● **Problems and tasks**
(1) Repeat word for word the part of the passage on anxiety and high sensitivity from "The Highly Sensitive" up to and including "shows, movies, etc.)".
(2) Answer these questions from the passage on anxiety and high sensitivity.
(a) What is "highly sensitive" said to be an aspect of?
(b) What two things might a person have been told that could mean they are a highly sensitive person?
(c) What things around them are listed in parentheses as easily overstimulating highly sensitive people?

● **Extract to read**
....................

Intense anxiety can seem to take over mind and body, and when you’re a highly sensitive person, it can feel crushing. Each of the two states can be obnoxious on its own; combine living with intense anxiety and being a highly sensitive person, and it sometimes seems like there’s no place to go where you don’t feel wired, hyper-alert, overstimulated, and like a complete wreck (Why Does Anxiety Disorder Make You So Tired?).
You’re not a complete wreck. Intense anxiety and being a highly sensitive person can make you feel that way, though.
The Highly Sensitive Person
“Highly sensitive” is an aspect of personality. As such, it’s part of what makes each of us unique. It involves how we think, feel, experience the world, and interact in the world.
If you have been told that you take things too personally or are too sensitive, you might be a highly sensitive person. There’s more to being a highly sensitive person than just this, though. Often, highly sensitive people:
- Are easily overstimulated by what’s going on around them (noises, lights, people, TV shows, movies, etc.)

....................

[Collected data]

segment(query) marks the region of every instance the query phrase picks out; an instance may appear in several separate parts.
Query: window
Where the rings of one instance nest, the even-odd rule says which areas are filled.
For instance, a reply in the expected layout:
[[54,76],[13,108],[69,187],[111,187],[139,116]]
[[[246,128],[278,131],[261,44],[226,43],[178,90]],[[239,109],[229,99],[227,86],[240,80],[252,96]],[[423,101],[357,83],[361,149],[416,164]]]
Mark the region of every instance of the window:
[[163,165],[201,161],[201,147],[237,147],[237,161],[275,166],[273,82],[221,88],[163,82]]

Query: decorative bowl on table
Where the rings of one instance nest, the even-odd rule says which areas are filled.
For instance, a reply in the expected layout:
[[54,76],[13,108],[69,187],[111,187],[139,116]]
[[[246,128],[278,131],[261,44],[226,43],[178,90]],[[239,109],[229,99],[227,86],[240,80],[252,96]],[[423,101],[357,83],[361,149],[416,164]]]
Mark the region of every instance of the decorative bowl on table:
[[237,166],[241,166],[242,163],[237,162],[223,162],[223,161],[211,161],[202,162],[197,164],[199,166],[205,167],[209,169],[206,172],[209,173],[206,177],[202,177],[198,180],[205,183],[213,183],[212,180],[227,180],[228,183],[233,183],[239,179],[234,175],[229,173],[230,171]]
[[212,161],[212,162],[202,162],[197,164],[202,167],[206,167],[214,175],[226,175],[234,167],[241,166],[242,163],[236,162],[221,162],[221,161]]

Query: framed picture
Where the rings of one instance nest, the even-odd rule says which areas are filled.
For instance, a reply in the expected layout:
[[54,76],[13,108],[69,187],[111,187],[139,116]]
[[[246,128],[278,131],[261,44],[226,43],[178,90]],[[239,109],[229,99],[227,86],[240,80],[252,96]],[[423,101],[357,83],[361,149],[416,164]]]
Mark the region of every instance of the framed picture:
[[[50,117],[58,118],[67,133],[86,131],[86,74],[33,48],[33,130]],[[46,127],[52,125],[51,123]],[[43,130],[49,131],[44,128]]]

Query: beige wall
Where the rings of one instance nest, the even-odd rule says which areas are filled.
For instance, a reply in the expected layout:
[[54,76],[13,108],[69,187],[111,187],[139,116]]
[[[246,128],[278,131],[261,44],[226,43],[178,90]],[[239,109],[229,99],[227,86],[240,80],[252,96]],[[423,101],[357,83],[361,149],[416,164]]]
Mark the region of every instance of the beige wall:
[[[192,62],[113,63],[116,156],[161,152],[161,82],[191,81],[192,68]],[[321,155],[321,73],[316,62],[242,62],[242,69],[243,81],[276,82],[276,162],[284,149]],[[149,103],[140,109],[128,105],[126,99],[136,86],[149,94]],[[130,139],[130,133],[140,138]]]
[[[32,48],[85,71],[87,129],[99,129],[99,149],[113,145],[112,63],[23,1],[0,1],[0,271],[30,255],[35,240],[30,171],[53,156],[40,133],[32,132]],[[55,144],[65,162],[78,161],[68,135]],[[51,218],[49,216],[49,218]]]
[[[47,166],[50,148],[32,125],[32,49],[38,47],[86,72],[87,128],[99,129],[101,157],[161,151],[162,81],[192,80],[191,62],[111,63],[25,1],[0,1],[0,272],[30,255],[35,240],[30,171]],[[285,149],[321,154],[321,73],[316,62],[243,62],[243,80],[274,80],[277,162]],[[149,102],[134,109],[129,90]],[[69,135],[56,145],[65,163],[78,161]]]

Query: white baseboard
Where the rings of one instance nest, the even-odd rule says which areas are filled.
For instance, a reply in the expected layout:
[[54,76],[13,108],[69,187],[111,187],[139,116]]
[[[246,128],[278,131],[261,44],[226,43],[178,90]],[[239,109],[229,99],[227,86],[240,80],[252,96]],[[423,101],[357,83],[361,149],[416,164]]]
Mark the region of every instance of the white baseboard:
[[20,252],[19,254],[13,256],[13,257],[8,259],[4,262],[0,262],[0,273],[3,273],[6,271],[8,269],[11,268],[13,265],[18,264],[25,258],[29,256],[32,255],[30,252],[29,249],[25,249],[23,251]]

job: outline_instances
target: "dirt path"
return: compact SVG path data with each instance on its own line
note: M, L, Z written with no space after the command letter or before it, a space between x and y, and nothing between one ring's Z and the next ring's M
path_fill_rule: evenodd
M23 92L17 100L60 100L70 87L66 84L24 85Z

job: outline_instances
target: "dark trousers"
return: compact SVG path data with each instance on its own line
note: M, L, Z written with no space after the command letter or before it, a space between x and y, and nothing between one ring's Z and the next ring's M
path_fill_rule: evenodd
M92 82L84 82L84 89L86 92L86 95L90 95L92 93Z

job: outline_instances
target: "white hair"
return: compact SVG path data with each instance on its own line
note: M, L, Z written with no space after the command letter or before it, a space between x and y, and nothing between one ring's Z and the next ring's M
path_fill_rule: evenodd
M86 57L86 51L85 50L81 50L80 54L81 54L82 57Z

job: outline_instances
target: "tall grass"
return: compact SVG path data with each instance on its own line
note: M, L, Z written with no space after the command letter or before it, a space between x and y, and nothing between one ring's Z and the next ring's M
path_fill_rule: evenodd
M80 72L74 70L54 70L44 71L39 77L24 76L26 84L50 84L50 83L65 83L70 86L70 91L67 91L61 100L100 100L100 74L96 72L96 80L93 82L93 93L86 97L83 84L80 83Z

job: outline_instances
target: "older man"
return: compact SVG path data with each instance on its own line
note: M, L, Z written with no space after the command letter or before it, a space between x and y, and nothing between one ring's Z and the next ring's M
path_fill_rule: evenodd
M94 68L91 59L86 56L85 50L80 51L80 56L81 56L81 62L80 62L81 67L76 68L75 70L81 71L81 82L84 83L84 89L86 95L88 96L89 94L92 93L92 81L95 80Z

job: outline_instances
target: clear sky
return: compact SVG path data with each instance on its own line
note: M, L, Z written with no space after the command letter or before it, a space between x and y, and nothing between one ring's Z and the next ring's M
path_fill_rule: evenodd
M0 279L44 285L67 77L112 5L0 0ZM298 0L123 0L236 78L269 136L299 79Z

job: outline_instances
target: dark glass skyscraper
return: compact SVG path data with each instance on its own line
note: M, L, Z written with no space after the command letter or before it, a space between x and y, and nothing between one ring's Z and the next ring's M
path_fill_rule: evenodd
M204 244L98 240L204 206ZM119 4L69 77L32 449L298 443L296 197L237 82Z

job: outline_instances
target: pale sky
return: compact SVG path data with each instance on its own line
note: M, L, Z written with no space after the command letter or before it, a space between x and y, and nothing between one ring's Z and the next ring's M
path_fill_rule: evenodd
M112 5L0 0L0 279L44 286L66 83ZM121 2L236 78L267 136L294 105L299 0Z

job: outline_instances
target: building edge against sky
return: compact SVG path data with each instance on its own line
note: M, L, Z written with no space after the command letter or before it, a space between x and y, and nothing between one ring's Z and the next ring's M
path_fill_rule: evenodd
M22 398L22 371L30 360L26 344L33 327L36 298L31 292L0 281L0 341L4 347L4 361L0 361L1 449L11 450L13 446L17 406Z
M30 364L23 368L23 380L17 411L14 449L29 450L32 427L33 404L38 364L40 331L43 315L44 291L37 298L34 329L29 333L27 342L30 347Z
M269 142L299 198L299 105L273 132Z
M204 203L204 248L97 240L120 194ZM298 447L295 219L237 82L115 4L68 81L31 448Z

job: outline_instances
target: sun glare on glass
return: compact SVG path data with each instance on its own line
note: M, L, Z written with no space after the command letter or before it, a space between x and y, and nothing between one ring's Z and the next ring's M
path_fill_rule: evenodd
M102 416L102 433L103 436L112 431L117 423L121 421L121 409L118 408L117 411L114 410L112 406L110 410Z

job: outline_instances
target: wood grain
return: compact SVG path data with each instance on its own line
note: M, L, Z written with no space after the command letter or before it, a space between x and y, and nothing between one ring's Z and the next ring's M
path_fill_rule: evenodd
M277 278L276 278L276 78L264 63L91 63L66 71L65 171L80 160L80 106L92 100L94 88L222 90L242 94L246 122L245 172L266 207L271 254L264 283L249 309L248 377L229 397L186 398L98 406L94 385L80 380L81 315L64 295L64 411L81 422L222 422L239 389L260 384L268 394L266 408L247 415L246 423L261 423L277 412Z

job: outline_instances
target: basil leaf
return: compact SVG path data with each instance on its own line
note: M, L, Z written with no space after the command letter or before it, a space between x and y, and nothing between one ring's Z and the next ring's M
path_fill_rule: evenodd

....................

● **Answers for this exercise**
(1)
The Highly Sensitive Person
“Highly sensitive” is an aspect of personality. As such, it’s part of what makes each of us unique. It involves how we think, feel, experience the world, and interact in the world.
If you have been told that you take things too personally or are too sensitive, you might be a highly sensitive person. There’s more to being a highly sensitive person than just this, though. Often, highly sensitive people:
- Are easily overstimulated by what’s going on around them (noises, lights, people, TV shows, movies, etc.)

(2)
(a) Personality.
(b) That they take things too personally or are too sensitive.
(c) Noises, lights, people, TV shows and movies.